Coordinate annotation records
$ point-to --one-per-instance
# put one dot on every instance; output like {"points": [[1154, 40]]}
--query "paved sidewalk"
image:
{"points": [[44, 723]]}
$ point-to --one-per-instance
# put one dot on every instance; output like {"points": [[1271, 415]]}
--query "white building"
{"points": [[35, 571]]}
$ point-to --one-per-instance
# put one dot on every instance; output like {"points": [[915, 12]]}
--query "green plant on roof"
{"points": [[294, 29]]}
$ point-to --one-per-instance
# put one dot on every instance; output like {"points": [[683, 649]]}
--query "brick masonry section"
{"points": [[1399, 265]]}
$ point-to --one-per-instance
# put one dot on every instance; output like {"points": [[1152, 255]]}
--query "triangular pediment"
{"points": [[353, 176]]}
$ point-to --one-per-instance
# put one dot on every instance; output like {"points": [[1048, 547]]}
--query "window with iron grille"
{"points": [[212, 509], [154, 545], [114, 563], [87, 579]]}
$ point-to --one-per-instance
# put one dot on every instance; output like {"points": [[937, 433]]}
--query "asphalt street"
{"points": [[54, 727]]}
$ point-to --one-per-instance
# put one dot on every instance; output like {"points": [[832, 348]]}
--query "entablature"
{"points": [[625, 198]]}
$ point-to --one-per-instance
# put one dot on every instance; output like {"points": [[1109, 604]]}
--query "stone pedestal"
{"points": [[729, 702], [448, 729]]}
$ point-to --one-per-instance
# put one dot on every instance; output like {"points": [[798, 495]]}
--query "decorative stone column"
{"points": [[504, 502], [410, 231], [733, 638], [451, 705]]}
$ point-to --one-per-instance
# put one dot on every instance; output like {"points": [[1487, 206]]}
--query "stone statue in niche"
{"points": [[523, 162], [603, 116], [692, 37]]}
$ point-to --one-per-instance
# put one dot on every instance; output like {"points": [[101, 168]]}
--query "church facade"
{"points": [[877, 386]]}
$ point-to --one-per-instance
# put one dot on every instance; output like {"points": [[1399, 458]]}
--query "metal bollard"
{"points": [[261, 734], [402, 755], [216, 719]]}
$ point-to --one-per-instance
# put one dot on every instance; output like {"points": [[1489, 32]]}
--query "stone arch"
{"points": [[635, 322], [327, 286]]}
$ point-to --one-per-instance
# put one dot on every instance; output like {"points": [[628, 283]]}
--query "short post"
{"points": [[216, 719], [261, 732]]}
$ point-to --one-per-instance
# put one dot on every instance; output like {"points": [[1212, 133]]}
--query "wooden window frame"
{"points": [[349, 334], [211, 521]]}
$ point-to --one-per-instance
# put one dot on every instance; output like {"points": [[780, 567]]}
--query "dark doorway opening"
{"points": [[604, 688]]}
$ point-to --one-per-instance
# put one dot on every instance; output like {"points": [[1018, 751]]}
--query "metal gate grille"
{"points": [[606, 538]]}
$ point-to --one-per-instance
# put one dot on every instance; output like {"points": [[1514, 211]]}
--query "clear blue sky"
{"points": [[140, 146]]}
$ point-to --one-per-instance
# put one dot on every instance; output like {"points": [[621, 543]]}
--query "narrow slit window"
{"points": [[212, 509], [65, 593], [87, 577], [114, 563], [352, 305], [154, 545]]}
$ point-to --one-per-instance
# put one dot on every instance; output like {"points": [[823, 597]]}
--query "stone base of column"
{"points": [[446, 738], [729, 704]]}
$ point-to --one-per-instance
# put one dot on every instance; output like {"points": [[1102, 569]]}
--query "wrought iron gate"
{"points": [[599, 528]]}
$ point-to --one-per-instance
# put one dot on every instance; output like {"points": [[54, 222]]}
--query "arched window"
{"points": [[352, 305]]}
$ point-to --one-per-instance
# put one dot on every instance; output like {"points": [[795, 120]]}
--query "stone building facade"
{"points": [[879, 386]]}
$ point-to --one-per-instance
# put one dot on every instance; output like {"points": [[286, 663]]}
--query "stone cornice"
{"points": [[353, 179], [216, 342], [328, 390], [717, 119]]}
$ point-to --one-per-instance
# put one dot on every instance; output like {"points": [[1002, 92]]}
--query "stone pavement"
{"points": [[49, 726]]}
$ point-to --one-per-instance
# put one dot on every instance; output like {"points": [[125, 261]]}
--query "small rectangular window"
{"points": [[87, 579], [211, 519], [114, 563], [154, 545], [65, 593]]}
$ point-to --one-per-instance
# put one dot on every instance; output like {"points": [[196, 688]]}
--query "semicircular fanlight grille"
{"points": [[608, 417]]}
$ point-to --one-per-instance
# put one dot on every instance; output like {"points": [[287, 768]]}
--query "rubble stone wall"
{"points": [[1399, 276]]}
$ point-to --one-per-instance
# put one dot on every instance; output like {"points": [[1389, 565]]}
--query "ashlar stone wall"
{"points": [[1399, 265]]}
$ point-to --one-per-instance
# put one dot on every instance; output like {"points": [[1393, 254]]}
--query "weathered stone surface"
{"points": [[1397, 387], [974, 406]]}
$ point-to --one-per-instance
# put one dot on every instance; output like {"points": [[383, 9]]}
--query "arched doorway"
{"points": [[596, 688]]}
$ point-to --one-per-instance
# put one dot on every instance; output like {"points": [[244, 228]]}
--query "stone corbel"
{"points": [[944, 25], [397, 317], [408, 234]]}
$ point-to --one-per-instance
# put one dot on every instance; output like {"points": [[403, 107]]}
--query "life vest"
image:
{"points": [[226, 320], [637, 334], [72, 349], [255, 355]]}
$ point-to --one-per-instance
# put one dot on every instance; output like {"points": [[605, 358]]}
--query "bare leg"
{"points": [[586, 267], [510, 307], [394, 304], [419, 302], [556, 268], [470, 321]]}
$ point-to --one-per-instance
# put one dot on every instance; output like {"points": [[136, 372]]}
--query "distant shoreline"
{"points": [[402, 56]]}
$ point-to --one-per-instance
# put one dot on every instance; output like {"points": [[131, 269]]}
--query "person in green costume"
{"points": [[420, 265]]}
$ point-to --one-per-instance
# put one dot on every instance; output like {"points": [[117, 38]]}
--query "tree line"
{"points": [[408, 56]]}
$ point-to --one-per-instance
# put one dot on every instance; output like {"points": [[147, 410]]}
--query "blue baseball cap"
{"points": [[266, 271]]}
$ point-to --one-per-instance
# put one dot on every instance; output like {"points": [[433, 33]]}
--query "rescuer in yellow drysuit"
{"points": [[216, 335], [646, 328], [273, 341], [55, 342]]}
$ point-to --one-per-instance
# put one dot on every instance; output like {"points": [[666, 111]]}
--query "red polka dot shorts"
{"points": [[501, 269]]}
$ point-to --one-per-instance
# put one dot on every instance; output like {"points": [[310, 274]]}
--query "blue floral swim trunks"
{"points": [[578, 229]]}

Problem to work on:
Each entry above is to be quoted exactly.

Reply to the task:
$ point-to --one-per-instance
# put one dot on every instance; output like {"points": [[1154, 40]]}
--query "paved sidewalk"
image:
{"points": [[44, 723]]}
$ point-to --one-per-instance
# put one dot on every instance; output like {"points": [[1271, 415]]}
--query "white building"
{"points": [[35, 571]]}
$ point-to --one-per-instance
# put one dot on every instance; output like {"points": [[915, 12]]}
--query "green plant on roof"
{"points": [[294, 29]]}
$ point-to --one-per-instance
# put one dot on every instance; output like {"points": [[683, 649]]}
--query "brick masonry section"
{"points": [[1399, 265]]}
$ point-to --one-per-instance
# put one dot on every instance; output like {"points": [[1152, 255]]}
--query "triangular pediment"
{"points": [[353, 176]]}
$ point-to --one-per-instance
# put one dot on every instance; output like {"points": [[1048, 547]]}
--query "window with iron grille"
{"points": [[212, 509], [154, 545], [114, 563], [87, 579]]}
$ point-to --one-per-instance
# put one dot on every instance; output like {"points": [[937, 433]]}
--query "asphalt street"
{"points": [[54, 727]]}
$ point-to --one-per-instance
# put one dot on every instance; output like {"points": [[832, 348]]}
--query "entablature"
{"points": [[625, 198]]}
$ point-to --one-per-instance
# put one dot on every instance; output like {"points": [[1109, 604]]}
--query "stone pedestal"
{"points": [[729, 702], [448, 729]]}
$ point-to --one-per-instance
# put one dot on every instance; output like {"points": [[798, 495]]}
--query "decorative stone column"
{"points": [[504, 502], [410, 231], [733, 638], [451, 705]]}
$ point-to --one-per-instance
# put one dot on every instance; output like {"points": [[1487, 206]]}
--query "stone statue in niche"
{"points": [[523, 162], [603, 116], [692, 37]]}
$ point-to --one-per-instance
# put one dot on every instance; output like {"points": [[101, 168]]}
--query "church facade"
{"points": [[877, 386]]}
$ point-to --one-per-instance
# put one dot on every instance; output like {"points": [[1399, 458]]}
--query "metal bollard"
{"points": [[261, 734], [402, 755], [216, 719]]}
$ point-to --one-per-instance
# put one dot on every instance; output like {"points": [[1489, 32]]}
--query "stone arch"
{"points": [[635, 322], [327, 286]]}
$ point-to --one-per-instance
# put one dot on every instance; output like {"points": [[628, 283]]}
--query "short post"
{"points": [[216, 719], [261, 732]]}
$ point-to --one-per-instance
# put one dot on every instance; output like {"points": [[1212, 133]]}
--query "wooden window frame"
{"points": [[349, 334], [211, 521]]}
$ point-to --one-per-instance
# put one dot on every instance; output like {"points": [[780, 567]]}
--query "dark doorway opening"
{"points": [[604, 688]]}
$ point-to --one-per-instance
# put one dot on every instance; output like {"points": [[1018, 751]]}
--query "metal gate grille"
{"points": [[606, 538]]}
$ point-to --one-per-instance
# put one dot on every instance; output like {"points": [[1514, 211]]}
--query "clear blue sky"
{"points": [[140, 146]]}
$ point-to --one-per-instance
# put one dot on every instance; output like {"points": [[621, 543]]}
--query "narrow slit window"
{"points": [[212, 509], [65, 593], [87, 577], [114, 563], [352, 305], [154, 545]]}
$ point-to --one-per-instance
# put one dot on every instance; output like {"points": [[823, 597]]}
--query "stone base of column"
{"points": [[446, 738], [729, 704]]}
$ point-to --one-per-instance
# put one dot on every instance; output like {"points": [[1102, 569]]}
--query "wrought iron gate"
{"points": [[599, 528]]}
$ point-to --one-per-instance
# put one dot on every instance; output like {"points": [[54, 222]]}
--query "arched window"
{"points": [[352, 305]]}
$ point-to --one-per-instance
# put one dot on every instance; output like {"points": [[795, 120]]}
--query "stone building facade"
{"points": [[879, 386]]}
$ point-to --one-per-instance
# put one dot on every instance; output like {"points": [[286, 663]]}
--query "stone cornice"
{"points": [[353, 179], [216, 342], [328, 390], [717, 119]]}
$ point-to --one-per-instance
# put one dot on every instance; output like {"points": [[1002, 92]]}
--query "stone pavement"
{"points": [[49, 726]]}
$ point-to --one-per-instance
# put one dot on every instance; output like {"points": [[125, 261]]}
--query "small rectangular window"
{"points": [[87, 579], [211, 519], [114, 563], [154, 545], [65, 593]]}
$ point-to --one-per-instance
# put one dot on every instance; output like {"points": [[196, 688]]}
--query "semicircular fanlight grille"
{"points": [[608, 417]]}
$ point-to --one-per-instance
# put one dot on every instance; output like {"points": [[287, 768]]}
--query "rubble stone wall"
{"points": [[1399, 276]]}
$ point-to --one-per-instance
# put one dot on every instance; output like {"points": [[1389, 565]]}
--query "ashlar stone wall"
{"points": [[1399, 265]]}
$ point-to --one-per-instance
# put one dot on every instance; output like {"points": [[1393, 254]]}
--query "weathered stone surface"
{"points": [[1397, 387], [974, 406]]}
$ point-to --one-per-instance
# put one dot on every instance; output like {"points": [[383, 9]]}
--query "arched doorway"
{"points": [[596, 688]]}
$ point-to --one-per-instance
# put one dot on every instance; output like {"points": [[244, 228]]}
--query "stone corbel"
{"points": [[944, 25], [397, 317], [408, 234]]}
$ point-to --one-per-instance
# put one dot on every instance; output like {"points": [[403, 107]]}
--query "life vest"
image:
{"points": [[226, 320], [637, 334], [72, 349], [255, 355]]}
$ point-to --one-per-instance
# put one dot on every instance; output like {"points": [[605, 358]]}
--query "bare leg"
{"points": [[586, 267], [510, 307], [394, 304], [419, 302], [556, 268], [470, 321]]}
$ point-to --one-per-instance
# put one dot on every instance; output like {"points": [[136, 372]]}
--query "distant shoreline"
{"points": [[402, 56]]}
$ point-to --one-per-instance
# put one dot on every instance; output like {"points": [[131, 269]]}
--query "person in green costume"
{"points": [[420, 265]]}
$ point-to --one-per-instance
# put one dot on every instance; output like {"points": [[117, 38]]}
--query "tree line"
{"points": [[408, 56]]}
$ point-to --one-per-instance
# put one dot on every instance; output like {"points": [[147, 410]]}
--query "blue baseball cap"
{"points": [[266, 271]]}
$ point-to --one-per-instance
# put one dot on every instance; output like {"points": [[433, 33]]}
--query "rescuer in yellow drysuit"
{"points": [[216, 335], [646, 328], [273, 341], [55, 342]]}
$ point-to --one-per-instance
# put one dot on every instance; output like {"points": [[666, 111]]}
--query "red polka dot shorts"
{"points": [[501, 269]]}
$ point-to --one-per-instance
# put one dot on every instance; output like {"points": [[310, 274]]}
--query "blue floral swim trunks"
{"points": [[578, 229]]}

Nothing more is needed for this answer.